WHAT IS BEING ASKED: Output each entry that follows exactly. Images stay out.

Point-based annotation data:
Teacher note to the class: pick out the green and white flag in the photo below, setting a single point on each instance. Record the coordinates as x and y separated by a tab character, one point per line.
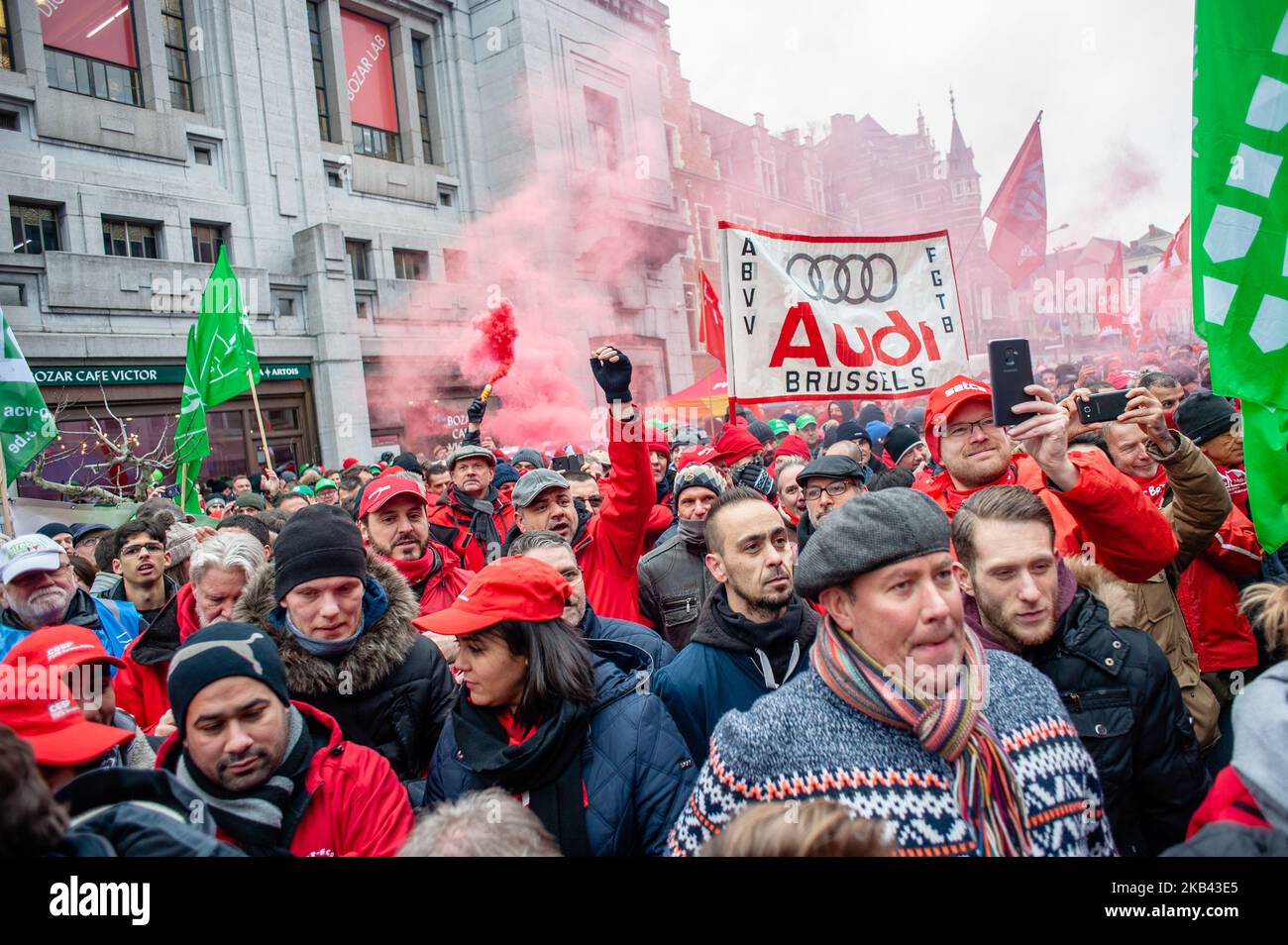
26	424
1240	232
220	352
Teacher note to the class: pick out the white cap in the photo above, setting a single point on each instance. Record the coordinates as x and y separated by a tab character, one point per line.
30	553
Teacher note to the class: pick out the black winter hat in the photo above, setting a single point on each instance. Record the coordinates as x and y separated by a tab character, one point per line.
218	652
1203	416
320	541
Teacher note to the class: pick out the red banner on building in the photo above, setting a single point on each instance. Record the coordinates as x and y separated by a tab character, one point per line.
1019	211
369	72
99	29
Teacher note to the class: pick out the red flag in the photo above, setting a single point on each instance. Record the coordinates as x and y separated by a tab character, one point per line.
711	327
1019	211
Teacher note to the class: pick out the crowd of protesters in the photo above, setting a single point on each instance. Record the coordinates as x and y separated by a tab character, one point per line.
881	628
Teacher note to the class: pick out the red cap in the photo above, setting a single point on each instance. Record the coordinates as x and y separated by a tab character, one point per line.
56	731
735	443
382	488
702	452
945	400
656	442
510	588
62	645
794	446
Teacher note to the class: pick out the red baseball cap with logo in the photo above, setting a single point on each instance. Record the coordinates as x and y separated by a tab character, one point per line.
55	729
947	399
62	645
702	452
510	588
382	489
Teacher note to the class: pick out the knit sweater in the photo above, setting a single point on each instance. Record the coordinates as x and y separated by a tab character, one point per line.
803	742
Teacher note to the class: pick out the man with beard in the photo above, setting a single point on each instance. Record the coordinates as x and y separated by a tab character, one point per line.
1115	682
219	571
754	632
40	589
608	544
1096	509
674	577
391	518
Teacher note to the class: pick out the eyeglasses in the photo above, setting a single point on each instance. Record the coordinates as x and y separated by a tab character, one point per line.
958	430
837	488
142	548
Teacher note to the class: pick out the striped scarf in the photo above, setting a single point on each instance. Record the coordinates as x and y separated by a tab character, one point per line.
954	727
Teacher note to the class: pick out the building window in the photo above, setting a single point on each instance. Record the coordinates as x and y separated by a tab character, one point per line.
101	60
601	115
411	264
207	239
376	142
130	239
357	253
455	265
320	72
35	228
707	232
176	52
419	48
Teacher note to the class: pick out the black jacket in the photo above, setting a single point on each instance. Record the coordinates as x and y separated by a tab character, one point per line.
390	691
1121	694
121	811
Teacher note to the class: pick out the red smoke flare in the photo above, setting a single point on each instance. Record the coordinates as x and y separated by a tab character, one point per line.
498	332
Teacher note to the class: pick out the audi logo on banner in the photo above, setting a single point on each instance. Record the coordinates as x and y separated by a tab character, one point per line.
853	278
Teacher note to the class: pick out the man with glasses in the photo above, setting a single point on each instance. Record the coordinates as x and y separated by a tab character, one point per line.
1099	512
40	589
141	561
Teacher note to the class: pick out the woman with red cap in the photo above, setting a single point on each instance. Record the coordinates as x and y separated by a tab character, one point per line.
568	733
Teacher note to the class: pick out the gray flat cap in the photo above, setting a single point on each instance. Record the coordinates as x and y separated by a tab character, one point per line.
870	532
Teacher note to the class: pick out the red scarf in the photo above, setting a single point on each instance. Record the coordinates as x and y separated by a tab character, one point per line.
1154	486
956	496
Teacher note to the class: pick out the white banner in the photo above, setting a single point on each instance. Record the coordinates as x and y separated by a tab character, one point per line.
822	317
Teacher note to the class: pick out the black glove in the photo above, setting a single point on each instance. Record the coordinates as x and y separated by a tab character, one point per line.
614	378
759	479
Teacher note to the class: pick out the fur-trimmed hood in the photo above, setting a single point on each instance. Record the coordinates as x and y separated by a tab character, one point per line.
1108	588
374	658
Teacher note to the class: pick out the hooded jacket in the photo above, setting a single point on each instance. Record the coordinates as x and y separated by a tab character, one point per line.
123	811
141	685
355	804
1106	512
389	692
1124	700
636	774
674	586
720	671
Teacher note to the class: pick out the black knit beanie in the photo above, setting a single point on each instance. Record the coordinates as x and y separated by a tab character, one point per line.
218	652
320	541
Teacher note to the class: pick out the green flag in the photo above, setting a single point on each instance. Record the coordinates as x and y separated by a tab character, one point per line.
1240	232
26	424
220	353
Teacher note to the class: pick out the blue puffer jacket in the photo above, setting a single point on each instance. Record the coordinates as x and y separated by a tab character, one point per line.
115	623
635	769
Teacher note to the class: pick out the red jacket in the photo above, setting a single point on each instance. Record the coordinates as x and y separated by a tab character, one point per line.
1104	515
359	806
1210	599
610	546
140	686
1229	801
450	525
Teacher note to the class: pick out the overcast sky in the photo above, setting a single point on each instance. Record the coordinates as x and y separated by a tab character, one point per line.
1113	78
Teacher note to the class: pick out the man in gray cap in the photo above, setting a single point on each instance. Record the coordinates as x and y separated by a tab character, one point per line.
903	716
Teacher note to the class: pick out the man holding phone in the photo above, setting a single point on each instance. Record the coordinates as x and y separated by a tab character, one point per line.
1096	509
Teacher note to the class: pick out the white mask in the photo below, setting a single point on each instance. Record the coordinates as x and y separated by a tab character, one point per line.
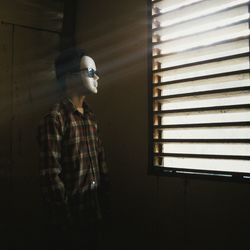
89	77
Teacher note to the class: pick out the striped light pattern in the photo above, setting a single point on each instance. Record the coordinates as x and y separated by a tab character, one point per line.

THE ANSWER:
Teacher note to the class: pick out the green and white flag in the photo below, setting a single point on each instance. Record the coordinates as x and y separated by a tab character, one point per line.
26	424
1240	232
220	352
Teacher note to the class: pick out the white cap in the photo above, setting a single point on each instance. Record the coordinates as x and y separated by a tab character, one point per line.
30	553
Teacher note to the class: pick out the black winter hat in the photo above, setting a single point on each instance. Record the coordinates as x and y separated by a tab character, one point per line.
218	652
1203	416
320	541
Teacher note to the class: pick out the red banner on building in the photo above, setting a single point on each instance. Record the coordinates as x and y separated by a tab character, one point per line.
1019	211
369	72
99	29
Teacher note to the class: pick out the red flag in the photo above, setting a single point on each instance. Record the coordinates as x and y separated by a tab character, one point per line.
711	327
1019	211
Teacher note to the class: pick out the crowd of protesters in the photo above, setting a single point on each instance. Record the coordinates as x and y separated by a tab character, one point per line.
881	628
Teacher note to the class: pick out the red cap in the photo above, setting a single point on each instance. Record the coordinates as x and y separated by a tab character, one point per line.
56	731
735	443
382	488
702	452
945	400
656	442
510	588
62	645
794	446
Teacher note to the class: pick out the red baseball cap with logo in the photo above, setting a single point on each instance. Record the coordinates as x and y separated by a tab character, one point per line.
55	729
947	399
62	645
702	452
510	588
382	489
Teacher note to the class: pick out the knit sweater in the photo above, setting a single point on each instance. Record the coordinates as x and y separated by a tab character, one point per line.
803	742
Teacher note to the class: pick out the man with beard in the photo above, setting a single point on each instance. Record the coordinates as x and y separated by a tab character, one point per line.
1115	682
219	571
754	632
40	589
608	544
1096	509
674	577
391	518
Teacher note to the class: pick out the eyeglasses in the photo above, setting a single point on each instance. Record the coordinates as x and y separated by a tab character, one point per line.
958	430
837	488
142	548
Teacher note to the class: pick out the striped scarf in the photo above, setting a single point on each instance. Record the coordinates as x and y separated by a tab character, one point per line.
954	727
Teacher note to the class: pick out the building window in the photo above, setting a single point on each instance. Record the coordinates as x and y separated by a tab character, one point per line.
101	60
601	115
411	264
207	239
376	142
130	239
357	253
455	265
320	72
35	228
707	232
176	52
419	48
Teacher note to the class: pick out the black jacket in the photo above, setting a single point on each instance. Record the coordinates as x and y separated by a tab character, one point per line.
390	691
1121	694
121	811
Teacher note to the class: pick out the red smoke flare in the photo above, setting a single point on each instance. Record the coordinates as x and y separated by a tab character, one point per line.
498	332
Teacher note to the class: pick out the audi logo on banner in the photo above, setting a single point on each instance. Record the coordinates as x and y separated by a tab character, one point per line.
853	278
Teacher note to the class: pick out the man with glasses in the photo above, setting a single point on each instance. Record the coordinates as x and y separated by a tab character, one point per line.
1099	512
40	589
141	561
Teacher note to the class: pick out the woman with red cap in the photo above, setting a single point on each instance. Record the coordinates as x and y separated by a tab character, one point per line.
568	733
Teacher note to the class: pick out the gray flat cap in the photo above, setting a single point on each instance. Record the coordinates as x and y separated by a tab character, one point per line.
870	532
Teacher note to the class: pick out the red scarf in the photo above, setting a single point on each instance. Record the coordinates as x and y separated by a tab character, one point per line.
1154	486
956	496
Teacher note to the class: pick out the white banner in the photo above, setting a single point on each instance. Record the coordinates as x and y separated by a tab character, one point per line.
822	317
Teacher note to the class: pick out the black glove in the photo above, setting a single point on each instance. Record the coordinates as x and y separated by a tab character, one point per line.
614	378
759	479
Teacher note to the class: pick out the fur-trimmed hood in the photo above, setting a single point on each instance. Record the coordinates as x and y separated by a tab character, one point per line.
1108	588
374	658
Teacher note to the class: pick out the hooded jacket in the photo above, setting a single point on each instance. Record the coordinates as x and y separated by a tab character, one point per line.
123	811
141	685
355	804
1106	512
389	692
1124	700
636	774
674	586
720	671
Teacher note to the class: pick out the black knit beanie in the photo above, setting a single point on each instance. Record the coordinates as x and y separated by a tab character, one point per line.
218	652
320	541
Teacher note to the class: pick out the green flag in the photo above, setting a single point on each instance. Record the coordinates as x and y separated by a tab character, one point per line.
1240	232
26	424
220	353
Teacher note to the class: pick out the blue puffer jacket in the photo above, setting a single point on each instance. Record the coordinates as x and y separated by a tab character, one point per line.
115	623
635	769
Teacher note to the class: pick out the red jacket in the photo above, setting a single point on each instance. Record the coordinates as x and y separated by a tab character, one point per line.
1104	515
359	806
1210	599
610	546
140	686
1229	801
450	525
Teacher note to the class: pick out the overcast sky in the photo above, setting a single point on each instance. Record the coordinates as x and y separated by a tab character, one point per line.
1113	78
Teacher note to the class: pick out the man in gray cap in the photo above, setting a single point on each instance. Record the coordinates as x and y separated by a tab character, one point per line.
903	716
Teacher note to the class: pick out the man holding phone in the photo above, setting a single point on each instance. Record the coordinates as x and y separated by a tab character, one point per line.
1096	509
Teacher note to the class: pick out the white mask in the photo below, setting a single point on each instance. Record the coordinates as x and y separated by a tab character, one point per line.
89	77
Teacher note to the class: pick out the striped light pattern in the photo above, setting a single point on each instance. Record the coordinates as x and y separated by a tab character, one point per line.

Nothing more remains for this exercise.